*** Passage extrait ***

Par le passé, certains mouvements de consommateurs ont tenté d'infléchir l'inflation à l'aide de grèves de la consommation. Ces solutions vous semblent-elles viables ? Quel a pu être leur degré de réussite par le passé ?

Philippe Crevel : Par définition, l’inflation est un problème monétaire qui se caractérise notamment par un déséquilibre entre l’offre et la demande. L’argent, qui est le carburant de l’inflation, peut être visé par les politiques des banques centrales quand elles essaient de réduire l’accès à la monnaie.

Bien sûr, il est aussi possible de jouer sur l’offre et la demande. Soit en augmentant la première, soit en diminuant la seconde. On peut d’ailleurs, dans le second cas, le faire sciemment, à travers un boycott ou une grève de la consommation par exemple. Les Français le font quelque peu aujourd’hui : ils privilégient actuellement leur épargne plutôt que la consommation… et c’est pourquoi celle-ci marque un léger retrait. Certains secteurs, comme celui du bio, sont en difficulté précisément à cause de cela.

Dès lors, il va de soi qu’un comportement de frugalité est favorable à la baisse des prix et nous l’avons testé cet hiver avec l’énergie. Moins de consommation d’électricité et de gaz ont, de facto, contribué à la baisse des prix.

Est-il temps que les consommateurs se montrent moins passifs face à l’inflation ? Comment ? 

Philippe Crevel : C’est évidemment difficile à dire : pour certains ménages, modestes, il est ardu d’entendre un tel discours. Ceux-là sont confrontés à des urgences financières et à des dépenses incompressibles qui rendent cet argumentaire inécoutable.

Ceci étant dit, il peut être envisageable (en fonction des capacités de chacun) de mieux sélectionner les produits pour contribuer à la baisse de l’inflation, en s’appuyant notamment sur la concurrence. Malheureusement, cela n’est pas facile non plus et cela nécessite un temps que tout le monde n’a pas nécessairement.

Un consommateur plus vigilant sur les hausses de prix peut sanctionner les entreprises qui se montrent peu scrupuleuses en matière de tarifs et de marges.

Alexandre Lohmann : C’est une question à laquelle il est difficile de répondre. Ce qui amène à une baisse de l’inflation c’est, évidemment, une réduction de la demande. Si les consommateurs continuent d’acheter à des prix plus élevés, ils alimentent de fait l’inflation. Inévitablement, si l’ensemble des consommateurs s’accordait pour mener une grève de la consommation, oui cela permettrait une baisse des prix. Mais cela reste très théorique et même assez absurde quand on sait qu’une partie considérable des dépenses des Français apparaissent captives.

Une des manières qui apparaît envisageable pour sortir d’une crise inflationniste, c’est la diminution (ordonnée) de la croissance nationale. Bien sûr, il ne s’agit pas d’organiser une récession mais en réduisant les dépenses publiques, il est possible de naturellement limiter la demande.

*** Lignes de données ***

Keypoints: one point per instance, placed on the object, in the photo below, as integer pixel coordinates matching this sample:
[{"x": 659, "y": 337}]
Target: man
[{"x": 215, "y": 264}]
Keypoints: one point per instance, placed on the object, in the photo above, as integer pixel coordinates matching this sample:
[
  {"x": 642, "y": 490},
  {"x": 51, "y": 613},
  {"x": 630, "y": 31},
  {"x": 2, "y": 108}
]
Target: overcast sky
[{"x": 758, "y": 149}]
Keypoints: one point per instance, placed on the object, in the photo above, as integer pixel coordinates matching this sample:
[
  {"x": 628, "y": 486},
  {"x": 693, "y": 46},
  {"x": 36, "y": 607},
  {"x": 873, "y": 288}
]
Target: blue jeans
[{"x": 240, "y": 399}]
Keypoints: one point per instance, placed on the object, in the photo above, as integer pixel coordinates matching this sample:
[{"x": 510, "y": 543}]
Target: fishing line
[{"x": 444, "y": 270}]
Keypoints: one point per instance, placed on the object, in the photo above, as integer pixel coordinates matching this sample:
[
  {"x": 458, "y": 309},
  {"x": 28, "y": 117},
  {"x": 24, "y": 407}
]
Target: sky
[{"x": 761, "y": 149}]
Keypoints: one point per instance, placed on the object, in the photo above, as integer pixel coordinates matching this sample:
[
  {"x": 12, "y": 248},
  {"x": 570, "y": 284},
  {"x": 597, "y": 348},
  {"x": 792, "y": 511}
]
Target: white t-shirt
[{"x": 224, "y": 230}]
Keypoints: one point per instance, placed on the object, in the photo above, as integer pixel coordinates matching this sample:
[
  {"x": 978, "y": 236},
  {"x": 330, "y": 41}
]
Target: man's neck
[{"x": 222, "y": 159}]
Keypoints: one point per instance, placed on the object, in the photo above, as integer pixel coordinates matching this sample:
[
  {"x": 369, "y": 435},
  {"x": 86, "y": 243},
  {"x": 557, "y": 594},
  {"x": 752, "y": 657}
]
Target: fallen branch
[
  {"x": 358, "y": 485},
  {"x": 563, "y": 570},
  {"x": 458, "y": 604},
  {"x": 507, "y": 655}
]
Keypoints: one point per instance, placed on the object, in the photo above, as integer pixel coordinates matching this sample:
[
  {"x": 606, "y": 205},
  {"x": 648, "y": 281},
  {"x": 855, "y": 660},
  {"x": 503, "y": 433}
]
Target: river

***

= Consignes =
a) Pourriez-vous condenser en deux phrases le paragraphe de l'extrait sur l'inflation qui commence par « Bien sûr, il est aussi possible de jouer sur l'offre et la demande », sans perdre ses faits principaux ?
b) Quelles lignes des enregistrements contiennent la chaîne « Target » ? Extrayez-les toutes.

= Réponses rédigées =
a) On peut agir sur l'offre et la demande, soit en augmentant l'offre, soit en réduisant la demande, ce qui peut se faire volontairement par un boycott ou une grève de la consommation. Les Français le font un peu aujourd'hui en privilégiant l'épargne, d'où un léger recul de la consommation qui met en difficulté certains secteurs comme le bio.

b)
Target: man
Target: overcast sky
Target: blue jeans
Target: fishing line
Target: sky
Target: white t-shirt
Target: man's neck
Target: fallen branch
Target: river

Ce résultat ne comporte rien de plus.